Which lines of the entries hold the string "foliage"? Copy each one.

Dataset entries

--- START ---

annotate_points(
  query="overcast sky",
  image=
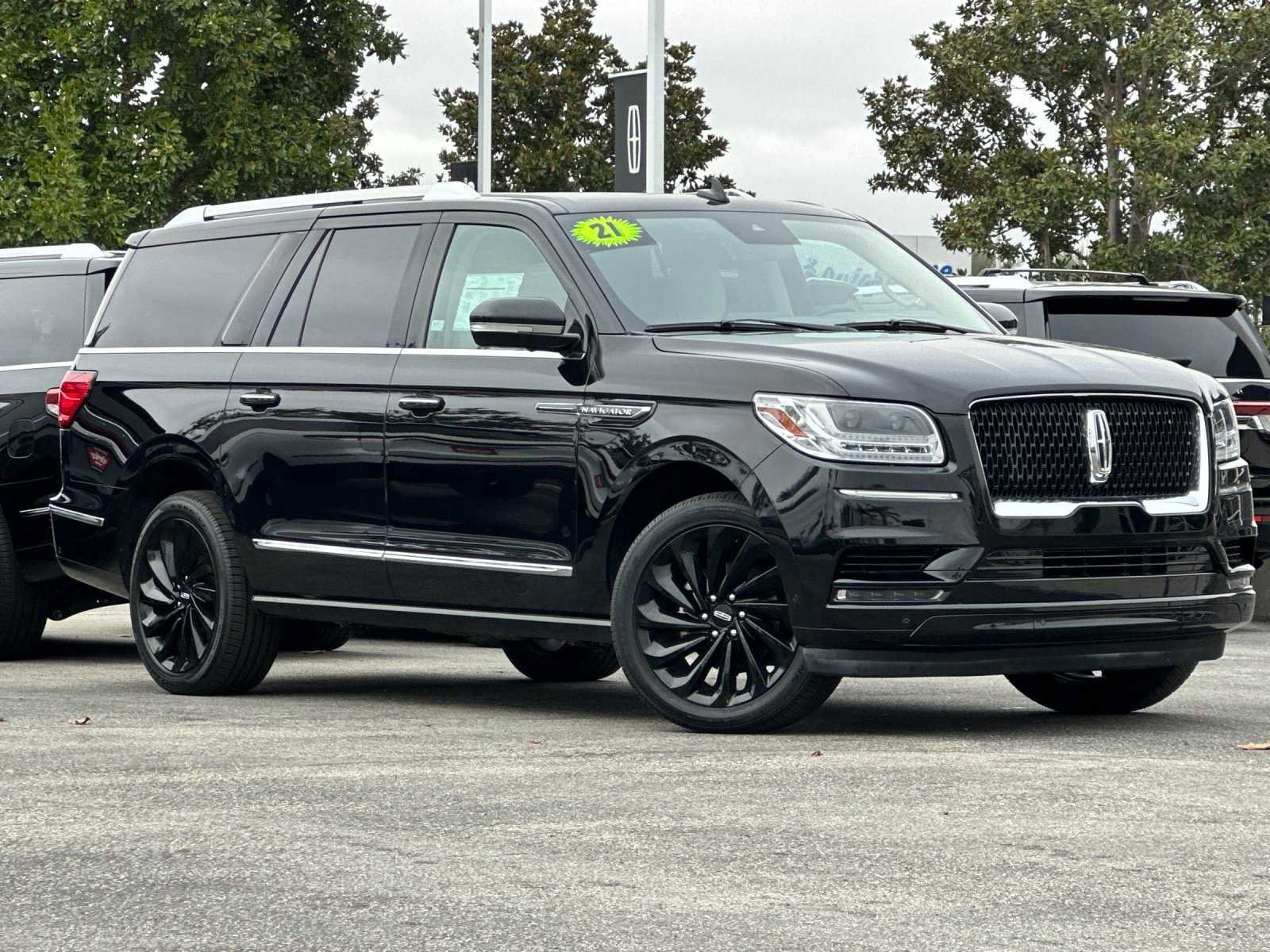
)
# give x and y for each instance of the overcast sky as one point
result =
(781, 78)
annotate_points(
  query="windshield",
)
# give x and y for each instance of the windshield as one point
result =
(724, 266)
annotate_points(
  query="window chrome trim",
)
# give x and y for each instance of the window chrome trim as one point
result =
(234, 349)
(1194, 503)
(433, 611)
(76, 516)
(36, 366)
(387, 555)
(887, 494)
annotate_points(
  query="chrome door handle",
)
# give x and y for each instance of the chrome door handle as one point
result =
(422, 406)
(260, 400)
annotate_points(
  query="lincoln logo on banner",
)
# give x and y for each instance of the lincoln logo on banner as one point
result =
(633, 140)
(630, 144)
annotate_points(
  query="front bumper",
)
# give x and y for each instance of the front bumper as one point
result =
(984, 624)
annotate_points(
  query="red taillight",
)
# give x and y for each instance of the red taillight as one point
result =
(73, 393)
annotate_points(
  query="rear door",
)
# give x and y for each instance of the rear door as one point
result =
(482, 443)
(308, 406)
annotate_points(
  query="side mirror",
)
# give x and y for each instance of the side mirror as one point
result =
(524, 323)
(1003, 315)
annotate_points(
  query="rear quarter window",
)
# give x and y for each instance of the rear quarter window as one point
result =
(41, 319)
(181, 295)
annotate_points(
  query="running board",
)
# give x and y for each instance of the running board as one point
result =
(441, 620)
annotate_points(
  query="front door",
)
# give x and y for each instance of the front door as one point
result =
(482, 444)
(306, 412)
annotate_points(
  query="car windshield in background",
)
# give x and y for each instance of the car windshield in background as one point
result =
(732, 266)
(1210, 344)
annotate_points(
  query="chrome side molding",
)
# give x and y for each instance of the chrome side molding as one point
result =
(74, 516)
(391, 555)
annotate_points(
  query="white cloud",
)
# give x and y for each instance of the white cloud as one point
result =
(781, 78)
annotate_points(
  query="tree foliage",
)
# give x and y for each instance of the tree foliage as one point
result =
(1126, 133)
(552, 107)
(114, 114)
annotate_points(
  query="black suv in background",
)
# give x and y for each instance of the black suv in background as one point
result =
(1175, 321)
(643, 431)
(48, 300)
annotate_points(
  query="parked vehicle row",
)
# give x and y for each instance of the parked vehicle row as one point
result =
(653, 432)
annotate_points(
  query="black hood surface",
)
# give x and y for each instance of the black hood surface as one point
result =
(946, 372)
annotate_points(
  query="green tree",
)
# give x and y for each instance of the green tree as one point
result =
(1127, 133)
(552, 108)
(114, 114)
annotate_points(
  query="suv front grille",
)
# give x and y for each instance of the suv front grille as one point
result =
(1033, 448)
(1134, 562)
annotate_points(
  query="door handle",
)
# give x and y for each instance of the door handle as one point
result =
(422, 405)
(260, 400)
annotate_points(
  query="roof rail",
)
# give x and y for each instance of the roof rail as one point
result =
(324, 200)
(1085, 272)
(50, 253)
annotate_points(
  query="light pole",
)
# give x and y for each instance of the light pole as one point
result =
(654, 163)
(484, 108)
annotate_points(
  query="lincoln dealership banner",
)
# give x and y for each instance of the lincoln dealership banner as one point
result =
(630, 143)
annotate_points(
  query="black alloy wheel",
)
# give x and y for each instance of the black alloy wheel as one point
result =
(711, 617)
(178, 597)
(702, 626)
(192, 615)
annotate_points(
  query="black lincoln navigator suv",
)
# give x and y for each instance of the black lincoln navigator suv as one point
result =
(740, 448)
(48, 298)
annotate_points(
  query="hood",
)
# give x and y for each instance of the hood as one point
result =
(945, 372)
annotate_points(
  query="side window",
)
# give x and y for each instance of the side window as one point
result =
(486, 262)
(182, 295)
(41, 319)
(359, 282)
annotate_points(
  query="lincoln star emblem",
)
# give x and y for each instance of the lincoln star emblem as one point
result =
(633, 140)
(1098, 442)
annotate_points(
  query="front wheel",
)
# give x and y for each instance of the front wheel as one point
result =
(192, 613)
(1102, 692)
(560, 662)
(702, 622)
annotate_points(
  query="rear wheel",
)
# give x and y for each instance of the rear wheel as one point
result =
(560, 662)
(23, 607)
(295, 635)
(192, 613)
(702, 622)
(1102, 692)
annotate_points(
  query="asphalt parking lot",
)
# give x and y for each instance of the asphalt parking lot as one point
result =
(408, 795)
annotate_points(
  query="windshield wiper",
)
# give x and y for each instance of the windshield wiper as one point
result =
(902, 324)
(742, 324)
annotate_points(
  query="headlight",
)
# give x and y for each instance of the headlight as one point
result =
(1226, 432)
(852, 431)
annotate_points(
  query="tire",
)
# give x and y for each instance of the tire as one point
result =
(23, 607)
(296, 635)
(1105, 692)
(560, 662)
(190, 592)
(664, 625)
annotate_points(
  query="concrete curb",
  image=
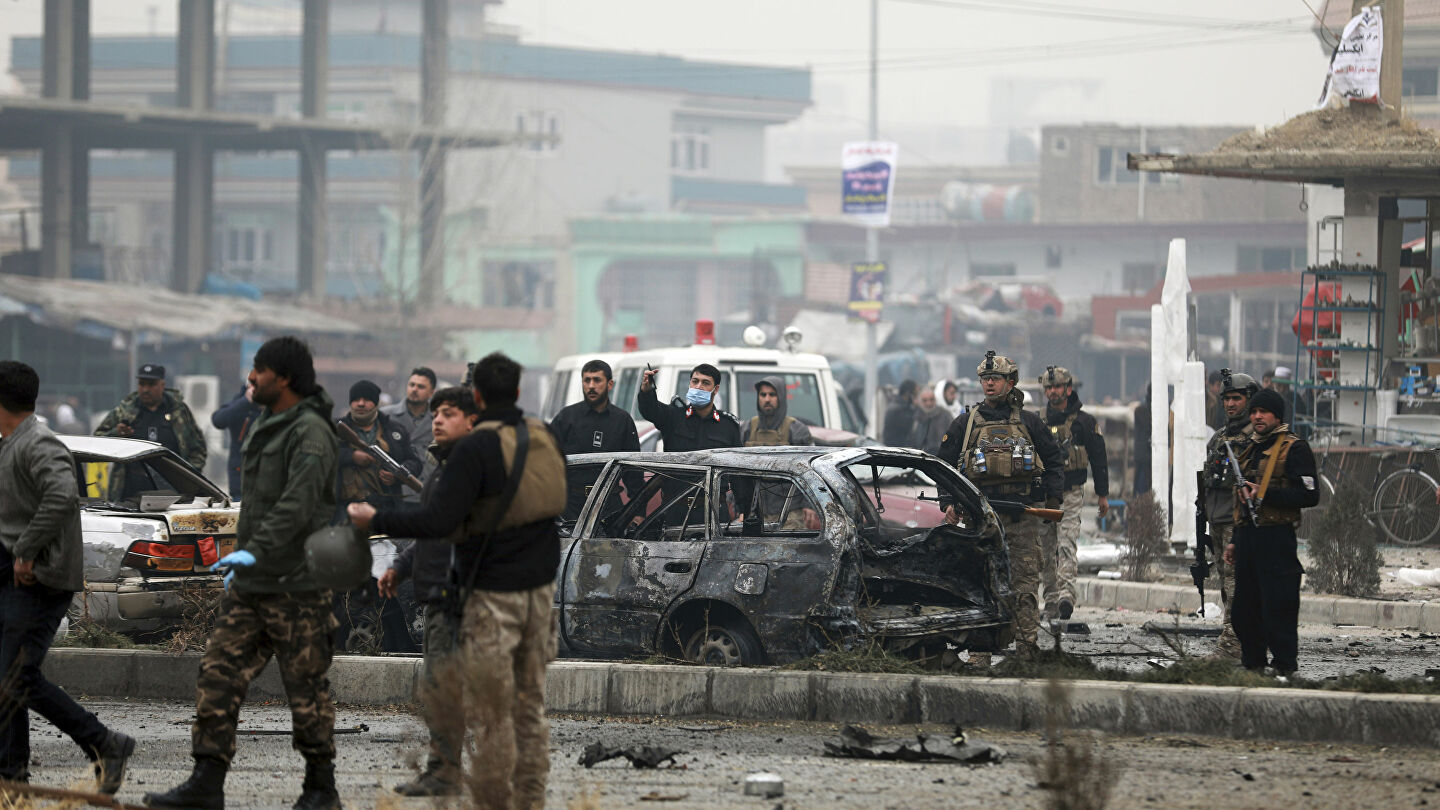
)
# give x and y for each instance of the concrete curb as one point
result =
(589, 688)
(1314, 608)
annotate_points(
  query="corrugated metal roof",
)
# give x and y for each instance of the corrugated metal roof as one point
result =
(97, 306)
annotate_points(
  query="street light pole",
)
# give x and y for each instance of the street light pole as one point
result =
(871, 234)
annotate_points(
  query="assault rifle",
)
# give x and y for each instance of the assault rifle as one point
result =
(380, 457)
(1252, 509)
(1200, 570)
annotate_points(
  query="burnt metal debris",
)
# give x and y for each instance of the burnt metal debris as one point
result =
(638, 755)
(768, 555)
(860, 744)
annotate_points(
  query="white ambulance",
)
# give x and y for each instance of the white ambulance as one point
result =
(810, 388)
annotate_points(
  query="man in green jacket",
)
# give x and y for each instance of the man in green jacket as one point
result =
(156, 412)
(272, 604)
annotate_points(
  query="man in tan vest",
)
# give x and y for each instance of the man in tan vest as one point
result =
(504, 571)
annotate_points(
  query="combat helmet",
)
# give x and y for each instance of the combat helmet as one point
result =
(339, 558)
(1239, 382)
(998, 365)
(1056, 375)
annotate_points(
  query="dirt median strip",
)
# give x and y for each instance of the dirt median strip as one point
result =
(1315, 608)
(766, 695)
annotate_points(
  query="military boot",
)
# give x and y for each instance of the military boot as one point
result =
(110, 761)
(318, 791)
(205, 789)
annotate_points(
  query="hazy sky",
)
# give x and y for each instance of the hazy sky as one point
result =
(1154, 61)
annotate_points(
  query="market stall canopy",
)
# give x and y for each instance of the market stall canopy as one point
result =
(104, 309)
(1322, 146)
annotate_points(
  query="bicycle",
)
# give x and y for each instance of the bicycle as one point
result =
(1404, 508)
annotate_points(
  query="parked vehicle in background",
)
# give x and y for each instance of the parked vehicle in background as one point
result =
(766, 555)
(151, 528)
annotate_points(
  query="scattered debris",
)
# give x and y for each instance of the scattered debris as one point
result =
(860, 744)
(640, 755)
(769, 786)
(1200, 630)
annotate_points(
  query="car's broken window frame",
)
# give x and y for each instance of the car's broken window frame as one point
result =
(797, 487)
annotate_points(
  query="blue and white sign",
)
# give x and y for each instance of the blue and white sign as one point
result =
(867, 179)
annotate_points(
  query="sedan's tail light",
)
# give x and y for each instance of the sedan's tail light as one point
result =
(160, 557)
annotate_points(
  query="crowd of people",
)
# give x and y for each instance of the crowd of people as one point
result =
(481, 487)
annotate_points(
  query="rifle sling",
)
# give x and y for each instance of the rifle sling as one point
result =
(517, 469)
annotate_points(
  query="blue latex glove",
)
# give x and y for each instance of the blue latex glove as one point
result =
(232, 561)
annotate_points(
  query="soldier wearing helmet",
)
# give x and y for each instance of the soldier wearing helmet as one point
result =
(1220, 487)
(1079, 437)
(1010, 454)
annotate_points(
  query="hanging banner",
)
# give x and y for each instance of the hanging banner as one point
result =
(1355, 64)
(867, 177)
(867, 290)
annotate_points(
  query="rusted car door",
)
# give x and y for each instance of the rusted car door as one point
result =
(772, 554)
(634, 555)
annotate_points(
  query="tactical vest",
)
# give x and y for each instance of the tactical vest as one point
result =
(1007, 450)
(1076, 454)
(542, 484)
(1266, 469)
(1217, 466)
(769, 438)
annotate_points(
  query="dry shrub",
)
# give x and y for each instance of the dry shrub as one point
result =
(1076, 771)
(1344, 555)
(1145, 532)
(199, 603)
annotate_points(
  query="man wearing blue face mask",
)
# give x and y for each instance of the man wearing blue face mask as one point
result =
(697, 424)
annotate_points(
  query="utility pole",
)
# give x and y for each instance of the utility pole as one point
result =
(871, 232)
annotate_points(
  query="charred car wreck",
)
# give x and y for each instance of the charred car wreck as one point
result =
(766, 555)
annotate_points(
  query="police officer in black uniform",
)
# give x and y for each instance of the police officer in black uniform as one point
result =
(592, 425)
(697, 424)
(1279, 470)
(1220, 493)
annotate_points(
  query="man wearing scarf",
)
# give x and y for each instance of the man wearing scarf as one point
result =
(1279, 472)
(772, 425)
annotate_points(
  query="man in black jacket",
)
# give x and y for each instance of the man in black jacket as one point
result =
(235, 417)
(428, 565)
(594, 425)
(1279, 470)
(1080, 440)
(506, 565)
(697, 424)
(359, 479)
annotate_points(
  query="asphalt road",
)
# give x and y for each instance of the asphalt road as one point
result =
(1118, 639)
(717, 757)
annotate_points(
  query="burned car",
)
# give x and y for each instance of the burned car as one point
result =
(766, 555)
(151, 529)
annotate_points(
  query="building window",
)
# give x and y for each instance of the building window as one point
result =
(545, 123)
(520, 284)
(1269, 258)
(1138, 277)
(690, 149)
(1420, 82)
(992, 270)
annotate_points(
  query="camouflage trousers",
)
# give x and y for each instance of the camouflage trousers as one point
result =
(507, 637)
(1229, 644)
(298, 630)
(1060, 551)
(1024, 538)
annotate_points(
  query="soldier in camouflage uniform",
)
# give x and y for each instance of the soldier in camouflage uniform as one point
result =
(272, 603)
(1010, 454)
(1220, 492)
(156, 412)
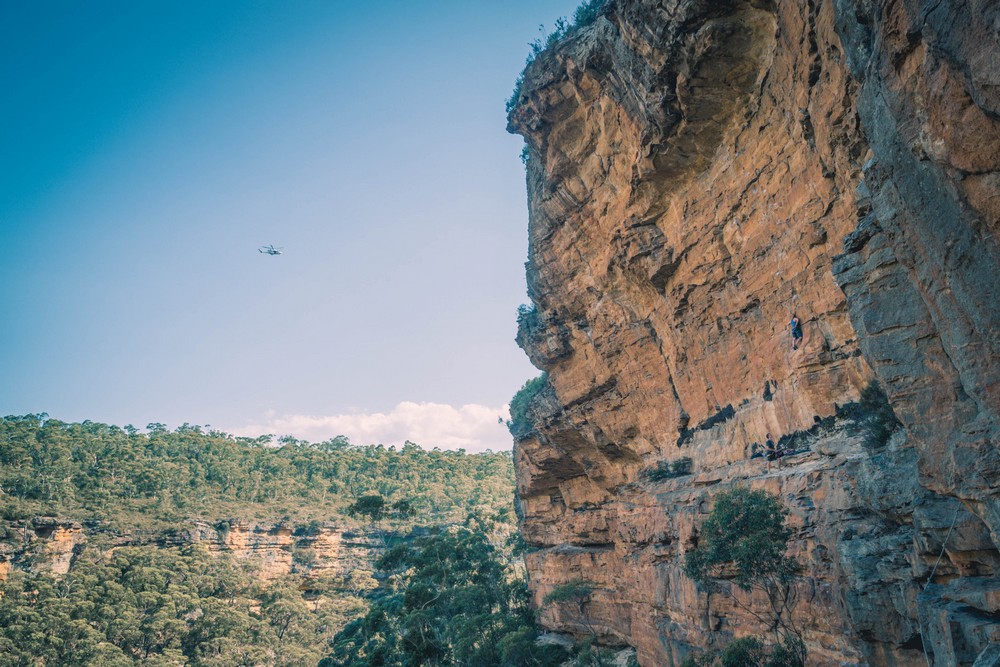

--- END ---

● **ANSWER SECTION**:
  query="tree foliage",
# give x and y for each instance of the tree foliage as one point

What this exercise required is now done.